### WORK INSTRUCTIONS
From the first line to the last, print the data exactly.

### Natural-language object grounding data
:::

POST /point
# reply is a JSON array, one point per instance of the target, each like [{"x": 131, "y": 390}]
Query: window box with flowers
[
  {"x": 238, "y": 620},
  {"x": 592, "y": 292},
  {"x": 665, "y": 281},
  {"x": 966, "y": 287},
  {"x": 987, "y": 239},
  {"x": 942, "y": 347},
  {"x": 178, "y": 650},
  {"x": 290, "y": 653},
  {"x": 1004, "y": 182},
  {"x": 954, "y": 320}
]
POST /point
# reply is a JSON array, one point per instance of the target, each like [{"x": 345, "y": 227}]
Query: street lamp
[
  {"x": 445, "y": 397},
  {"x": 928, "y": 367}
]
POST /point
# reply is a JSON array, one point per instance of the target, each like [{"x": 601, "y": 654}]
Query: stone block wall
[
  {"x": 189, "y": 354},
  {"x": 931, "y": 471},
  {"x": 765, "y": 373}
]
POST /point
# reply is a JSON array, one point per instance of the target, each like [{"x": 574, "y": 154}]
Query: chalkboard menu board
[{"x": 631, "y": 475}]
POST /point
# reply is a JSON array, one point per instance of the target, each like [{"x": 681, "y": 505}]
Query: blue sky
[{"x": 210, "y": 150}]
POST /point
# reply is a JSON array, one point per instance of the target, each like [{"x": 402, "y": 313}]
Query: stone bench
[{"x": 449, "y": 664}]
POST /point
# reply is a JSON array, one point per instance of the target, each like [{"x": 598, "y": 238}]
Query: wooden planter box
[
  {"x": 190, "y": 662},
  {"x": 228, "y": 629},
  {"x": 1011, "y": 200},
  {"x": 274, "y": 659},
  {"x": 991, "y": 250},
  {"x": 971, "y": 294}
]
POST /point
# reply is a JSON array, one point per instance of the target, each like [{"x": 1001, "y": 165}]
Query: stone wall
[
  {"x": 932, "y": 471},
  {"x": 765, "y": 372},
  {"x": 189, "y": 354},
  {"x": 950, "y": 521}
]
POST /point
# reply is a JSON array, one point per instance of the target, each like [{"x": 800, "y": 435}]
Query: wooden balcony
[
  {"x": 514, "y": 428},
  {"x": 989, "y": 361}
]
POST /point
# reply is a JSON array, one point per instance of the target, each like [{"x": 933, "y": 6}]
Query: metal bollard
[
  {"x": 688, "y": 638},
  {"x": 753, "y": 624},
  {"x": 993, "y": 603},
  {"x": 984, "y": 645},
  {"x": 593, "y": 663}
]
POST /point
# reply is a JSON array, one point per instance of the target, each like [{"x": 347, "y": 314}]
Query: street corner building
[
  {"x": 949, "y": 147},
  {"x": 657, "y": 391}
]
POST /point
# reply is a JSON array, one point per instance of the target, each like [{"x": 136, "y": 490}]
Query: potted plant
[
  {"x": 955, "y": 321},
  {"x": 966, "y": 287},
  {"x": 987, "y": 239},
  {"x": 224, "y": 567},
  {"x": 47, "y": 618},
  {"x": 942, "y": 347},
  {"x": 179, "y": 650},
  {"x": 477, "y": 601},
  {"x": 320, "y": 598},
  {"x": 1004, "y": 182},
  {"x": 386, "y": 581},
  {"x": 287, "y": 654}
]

:::

### RESPONSE AREA
POST /point
# reply is a JSON array, one point per instance of the target, each like [{"x": 131, "y": 390}]
Query: window box with flowers
[
  {"x": 238, "y": 620},
  {"x": 592, "y": 292},
  {"x": 665, "y": 281},
  {"x": 966, "y": 287},
  {"x": 987, "y": 239},
  {"x": 942, "y": 347},
  {"x": 178, "y": 650},
  {"x": 290, "y": 653},
  {"x": 1004, "y": 182},
  {"x": 954, "y": 320}
]
POST /point
# reply is a JSON array, one point per instance of the target, each like [{"x": 345, "y": 227}]
Query: street lamp
[
  {"x": 445, "y": 397},
  {"x": 928, "y": 367}
]
POST /point
# reply is a JSON array, one point per instance of the target, each like [{"x": 601, "y": 654}]
Query: stone block wall
[
  {"x": 189, "y": 354},
  {"x": 931, "y": 471},
  {"x": 765, "y": 373}
]
POST /point
# reply is a JSON array, one point per instance of the target, each like [{"x": 574, "y": 154}]
Query: chalkboard menu board
[{"x": 631, "y": 475}]
POST /point
# reply is a JSON array, one point per instance of the target, each like [{"x": 681, "y": 505}]
Query: blue sky
[{"x": 210, "y": 150}]
POST /point
# reply is a JSON array, one point per instance of the target, each like [{"x": 402, "y": 313}]
Query: stone bench
[{"x": 449, "y": 664}]
POST /point
# reply is a JSON array, one point per instance of the target, each like [{"x": 598, "y": 238}]
Query: wooden planter box
[
  {"x": 190, "y": 662},
  {"x": 228, "y": 629},
  {"x": 1011, "y": 200},
  {"x": 274, "y": 659},
  {"x": 991, "y": 250},
  {"x": 971, "y": 294}
]
POST /point
# reply is a JSON array, one point per instance of the target, each like [{"x": 1001, "y": 165}]
Query: stone wall
[
  {"x": 932, "y": 471},
  {"x": 765, "y": 372},
  {"x": 189, "y": 354},
  {"x": 950, "y": 521}
]
POST /point
# reply is a JSON array, one point per instance of the target, each like [{"x": 800, "y": 435}]
Query: wooden balcony
[
  {"x": 514, "y": 428},
  {"x": 989, "y": 361}
]
POST /point
# reply is a JSON array, one point per instance of the target, each like [{"x": 933, "y": 6}]
Query: metal bollard
[
  {"x": 688, "y": 638},
  {"x": 753, "y": 624},
  {"x": 993, "y": 603},
  {"x": 984, "y": 645},
  {"x": 593, "y": 663}
]
POST /point
# reply is a JSON array, one point per instance of the target, each like [{"x": 347, "y": 314}]
Query: street corner building
[
  {"x": 949, "y": 147},
  {"x": 657, "y": 391}
]
POST /point
# reply is a JSON array, one point per instance of the target, each like [{"x": 136, "y": 490}]
Query: potted plant
[
  {"x": 955, "y": 321},
  {"x": 966, "y": 287},
  {"x": 987, "y": 239},
  {"x": 224, "y": 567},
  {"x": 47, "y": 618},
  {"x": 942, "y": 347},
  {"x": 179, "y": 650},
  {"x": 477, "y": 601},
  {"x": 320, "y": 598},
  {"x": 1004, "y": 182},
  {"x": 386, "y": 581},
  {"x": 287, "y": 654}
]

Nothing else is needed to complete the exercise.